- **Excerpted text**
——————
Friday, April 27, 2018

Using Lambda and the new Firehose Console to transform data

Objective

Show you how you can create a delivery stream that will ingest sample data, transforms it and store both the source and the transformed data.

Intro

Amazon Kinesis Firehose is one of the easiest ways to prepare and load streaming data into the AWS ecosystem. Firehose was first released on October 2015 and it has evolved from just a simple solution to store your data without any modification to a delivery stream with transformation features. On July 2017 the delivery stream console was updated to offer you more options and so reduce the amount of work required to store and transform your data. This post offers you a guide to setup a proof of concept that will:

  1. Filter and transform sample data with n AWS Lambda function and store the results in S3.
  2. Keep the sample data to S3 for future analysis.
  3. Check the capabilities of the console, like encryption and compression.
  4. Take advantage of Firehose sample data producer (you won't need to create any script).

Prereqs

  • You will need an AWS account

Steps


Step 0: Access the Kinesis Firehose service


  1. Login into the AWS console.
  2. Search for the Kinesis service with "Find a service ..." text box or as an item of the "Analytics" list.
——————
- **Problem requirements**
Copy out the whole Kinesis Firehose tutorial above word for word, keeping every line as it appears.

- **Supplied information**
——————
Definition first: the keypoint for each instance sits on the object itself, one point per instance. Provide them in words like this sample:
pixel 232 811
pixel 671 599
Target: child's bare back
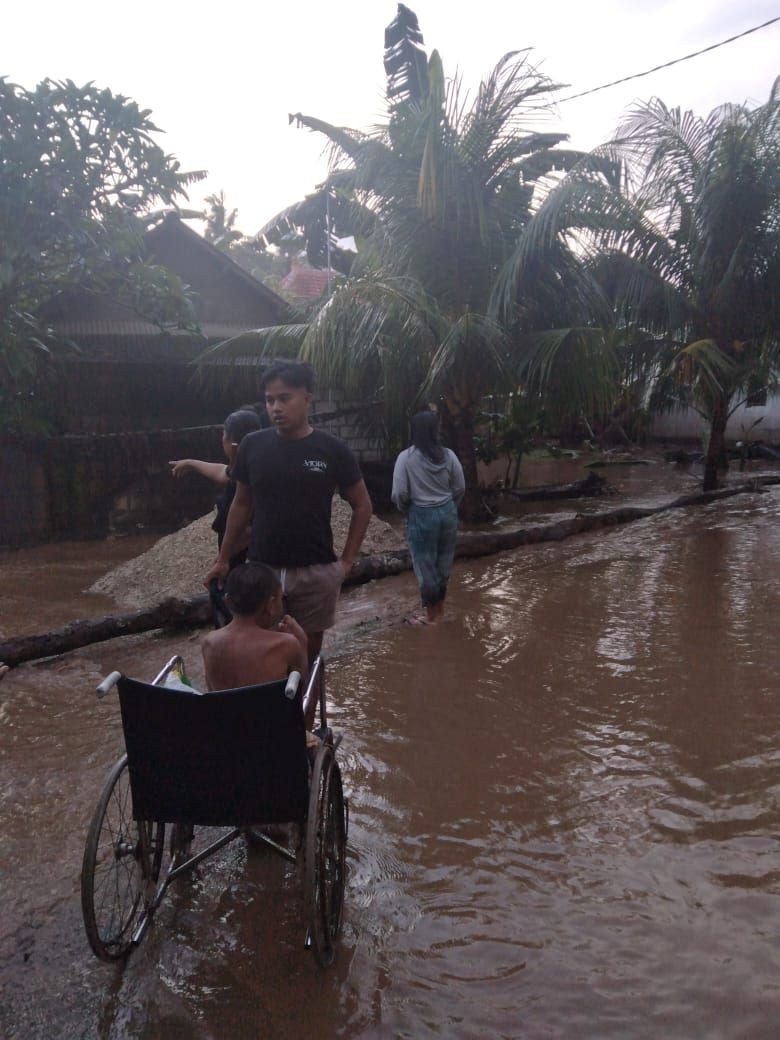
——————
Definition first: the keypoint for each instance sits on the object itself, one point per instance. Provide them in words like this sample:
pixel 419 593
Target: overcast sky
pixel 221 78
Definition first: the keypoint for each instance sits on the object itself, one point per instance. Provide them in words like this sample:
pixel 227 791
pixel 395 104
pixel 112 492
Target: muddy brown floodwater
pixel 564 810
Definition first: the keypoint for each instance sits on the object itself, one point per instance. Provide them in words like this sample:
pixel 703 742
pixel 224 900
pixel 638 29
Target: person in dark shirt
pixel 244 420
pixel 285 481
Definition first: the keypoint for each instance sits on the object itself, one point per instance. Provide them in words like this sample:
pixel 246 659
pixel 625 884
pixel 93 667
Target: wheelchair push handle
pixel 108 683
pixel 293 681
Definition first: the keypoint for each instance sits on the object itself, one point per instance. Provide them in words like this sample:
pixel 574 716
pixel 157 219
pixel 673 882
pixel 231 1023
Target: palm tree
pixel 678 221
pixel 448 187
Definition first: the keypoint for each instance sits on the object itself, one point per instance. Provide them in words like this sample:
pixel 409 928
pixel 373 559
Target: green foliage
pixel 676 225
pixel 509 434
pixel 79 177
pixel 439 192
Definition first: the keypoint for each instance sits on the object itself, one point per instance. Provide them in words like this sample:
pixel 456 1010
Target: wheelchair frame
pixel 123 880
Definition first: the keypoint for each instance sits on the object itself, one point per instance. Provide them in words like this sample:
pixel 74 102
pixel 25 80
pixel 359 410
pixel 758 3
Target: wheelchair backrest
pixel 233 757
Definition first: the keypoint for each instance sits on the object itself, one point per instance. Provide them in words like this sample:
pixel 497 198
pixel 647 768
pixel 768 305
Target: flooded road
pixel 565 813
——————
- **Right answer**
Friday, April 27, 2018

Using Lambda and the new Firehose Console to transform data

Objective

Show you how you can create a delivery stream that will ingest sample data, transforms it and store both the source and the transformed data.

Intro

Amazon Kinesis Firehose is one of the easiest ways to prepare and load streaming data into the AWS ecosystem. Firehose was first released on October 2015 and it has evolved from just a simple solution to store your data without any modification to a delivery stream with transformation features. On July 2017 the delivery stream console was updated to offer you more options and so reduce the amount of work required to store and transform your data. This post offers you a guide to setup a proof of concept that will:

  1. Filter and transform sample data with n AWS Lambda function and store the results in S3.
  2. Keep the sample data to S3 for future analysis.
  3. Check the capabilities of the console, like encryption and compression.
  4. Take advantage of Firehose sample data producer (you won't need to create any script).

Prereqs

  • You will need an AWS account

Steps


Step 0: Access the Kinesis Firehose service


  1. Login into the AWS console.
  2. Search for the Kinesis service with "Find a service ..." text box or as an item of the "Analytics" list.